TÂCHES À RÉALISER:
1. D'après la section de texte, quelle force est la plus puissante parmi celles qui ont contrecarré notre bonne nature ?
2. Recopiez fidèlement le passage de la section de texte qui commence par « Cela nous pousse » et se termine par « et intolérantes s'accroissent. ».

SECTION DE TEXTE:

Bien sûr, nous avons tous un peu
d'égoïsme et de cupidité en nous,
mais chez la plupart des gens,
ce ne sont pas nos valeurs dominantes.
Nous nous avérons également être
les coopérateurs ultimes.
Nous avons survécu aux savanes africaines,
malgré le fait que nous étions
plus faibles et plus lents
que nos prédateurs
et que la majorité de nos proies,
grâce à une faculté incroyable
à nous aider mutuellement.
Et ce désir de coopérer
a été programmé dans nos esprits
via la sélection naturelle.
Ce sont des faits essentiels
et cruciaux au sujet de l'humanité :
notre altruisme
et notre coopération incroyables.
Mais quelque chose
s'est terriblement mal passé.
Le chaos accable la contrée.
(Rires)
Notre bonne nature a été contrecarrée
par plusieurs forces,
mais je crois que la plus puissante
est le récit politique dominant
de notre époque,
qui nous dit que nous devrions vivre
dans un individualisme extrême
et en concurrence avec les autres.
Cela nous pousse à nous battre,
à craindre et à nous méfier des autres.
Cela atomise la société.
Cela affaiblit les liens sociaux qui font
que notre vie mérite d'être vécue.
Et dans ce néant,
ces forces violentes
et intolérantes s'accroissent.
Nous sommes une société d'altruistes,
mais nous sommes gouvernés
par des psychopathes.
(Applaudissements)
Mais cela n'a pas à être ainsi.
Cela n'a pas à être ainsi
car nous avons cet incroyable potentiel
d'unité et d'appartenance.
Et en faisant appel à ce potentiel,
nous pouvons recouvrer ces formidables
aspects de notre humanité :
notre altruisme et notre coopération.
Où il y a de l'atomisation, nous pouvons
établir une vie civique florissante
avec une culture participative riche.
Où nous nous trouvons écrasés
entre le marché et l’État,
nous pouvons établir une économie
qui respecte les gens et la planète.
Et nous pouvons établir cette économie
autour de cette sphère
remarquable et négligée :
les biens communs.

LIGNES DE DONNÉES:
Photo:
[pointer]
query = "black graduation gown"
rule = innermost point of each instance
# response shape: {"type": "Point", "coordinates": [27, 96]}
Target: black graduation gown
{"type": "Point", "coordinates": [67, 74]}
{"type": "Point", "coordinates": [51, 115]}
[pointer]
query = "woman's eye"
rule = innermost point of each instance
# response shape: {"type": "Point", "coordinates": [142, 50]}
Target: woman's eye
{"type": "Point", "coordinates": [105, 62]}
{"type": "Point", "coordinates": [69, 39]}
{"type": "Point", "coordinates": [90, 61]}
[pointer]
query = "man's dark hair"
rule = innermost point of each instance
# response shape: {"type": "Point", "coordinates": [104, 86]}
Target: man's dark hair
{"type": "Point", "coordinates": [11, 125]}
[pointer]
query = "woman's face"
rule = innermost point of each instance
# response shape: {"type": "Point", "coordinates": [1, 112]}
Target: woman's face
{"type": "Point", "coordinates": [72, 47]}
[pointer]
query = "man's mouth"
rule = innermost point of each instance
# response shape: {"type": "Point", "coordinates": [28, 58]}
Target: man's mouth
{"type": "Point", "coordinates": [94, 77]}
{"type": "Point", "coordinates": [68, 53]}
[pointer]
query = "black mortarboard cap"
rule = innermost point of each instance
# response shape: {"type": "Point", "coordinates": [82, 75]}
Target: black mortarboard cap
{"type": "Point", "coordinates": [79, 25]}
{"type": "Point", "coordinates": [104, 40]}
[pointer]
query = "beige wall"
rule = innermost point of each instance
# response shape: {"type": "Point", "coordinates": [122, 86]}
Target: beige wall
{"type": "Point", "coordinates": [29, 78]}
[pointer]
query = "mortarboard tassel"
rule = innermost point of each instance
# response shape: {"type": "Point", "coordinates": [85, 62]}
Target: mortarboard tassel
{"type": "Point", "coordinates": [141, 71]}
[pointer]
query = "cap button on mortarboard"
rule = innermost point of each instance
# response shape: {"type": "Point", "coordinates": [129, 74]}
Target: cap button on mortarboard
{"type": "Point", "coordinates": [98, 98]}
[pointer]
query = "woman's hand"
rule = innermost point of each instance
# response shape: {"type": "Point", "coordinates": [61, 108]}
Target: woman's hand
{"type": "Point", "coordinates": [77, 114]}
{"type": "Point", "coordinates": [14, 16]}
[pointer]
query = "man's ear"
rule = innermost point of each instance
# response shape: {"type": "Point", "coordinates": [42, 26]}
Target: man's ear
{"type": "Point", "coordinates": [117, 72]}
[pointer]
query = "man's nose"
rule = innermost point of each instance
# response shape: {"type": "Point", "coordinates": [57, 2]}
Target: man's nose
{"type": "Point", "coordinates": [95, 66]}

RÉPONSES PAR TÂCHE:
1. Le récit politique dominant de notre époque.

2.
Cela nous pousse à nous battre,
à craindre et à nous méfier des autres.
Cela atomise la société.
Cela affaiblit les liens sociaux qui font
que notre vie mérite d'être vécue.
Et dans ce néant,
ces forces violentes
et intolérantes s'accroissent.